If she wants to get him back let her figure it out though. If she can't it's proof she is a bad choice. There are plenty of resources out there for her. Part of the problem with WS is that people are always coddling them, trying to explain their ****ty behavior when they aren't even concerned about it. If she is really so dumb as to not get that this is brand new for him she is really not safe to be married to IMO. Being a good spouse requires self awareness and empathy. Something that seems really lacking in this women. 

Just look at the difference in the two of them. She ****ed up yet here he is reaching out for help. You would think SHE would be reaching out for help. She doesn't even think she needs counseling even after all this. This is a great example of why WS just suck to be married to. 

Besides I am sure he has said it to her more then once. She needs to be the one who fixes it if she can.


----------



## 23cm

wilson said:


> Clearly this is a fundamental difference between you and your wife. While one part of reconciliation is that she fixes things, the other part would need to be for you to truly forgive her.. What's the point of staying together if hate over this issue is always burning inside of you? I think we all can understand your viewpoint.
> 
> I know this is an emotional time, but remember to keep in mind that the children are also involved. Even if you end up divorcing, try to do things in a way so that children still feel loved and protected. Sometimes the desire for retribution can be very powerful and may cause more damage than you intend. You sound like you're a great dad, but sometimes emotions can get the better of us.


I stayed in a train-wreck marriage for 10 years past the pull-date because "there were children involved." Waited until last kiddo was off to college and moved out. For the last two years, I'd be physically sick when I came home from work and waited for my wife to float in from whatever society hoop-de-do she'd been at wasting time and money. She was basically a SAHM but fancied herself a graphic designer and despite having no clients or jobs, was a big time designer amongst her clique. 

Later, my daughter confided, "D (brother) and I don't know how you stood it for the last couple years. Mom was awful." 

Lots of folks here will tell the OP that its better to raise kids in two separate homes than one dysfunctional one. Wish I'd known at the time.


----------



## sunsetmist

Would it help for OP to put his feelings, timeline reasoning, concerns, decisions in writing? It seems to me she is so stuck on her 'almost mistake' that she does not really HEAR and RESPECT his positions. Currently, she does not see herself as wayward. If she "loves' him she will do the hard work necessary, but first she has to understand his perspective whether or not she agrees.
• • •
• Required task 1:
Answer these questions using the forum thread above.
(a) According to the first post, what does being a good spouse require?
(b) In the post by 23cm, for how many years past the pull-date did the writer stay in the marriage?
(c) What does sunsetmist suggest the OP put in writing?
• Required task 2:
Transcribe the forum thread word for word, starting at "Would it help" and ending at "not she agrees.".

• Data excerpt:
• • •
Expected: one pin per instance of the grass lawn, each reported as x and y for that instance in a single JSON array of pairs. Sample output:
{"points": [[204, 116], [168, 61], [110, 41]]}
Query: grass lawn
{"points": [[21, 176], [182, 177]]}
• • •
• Result 1:
(a) Self awareness and empathy.
(b) 10 years.
(c) His feelings, timeline reasoning, concerns, and decisions.

• Result 2:
Would it help for OP to put his feelings, timeline reasoning, concerns, decisions in writing? It seems to me she is so stuck on her 'almost mistake' that she does not really HEAR and RESPECT his positions. Currently, she does not see herself as wayward. If she "loves' him she will do the hard work necessary, but first she has to understand his perspective whether or not she agrees.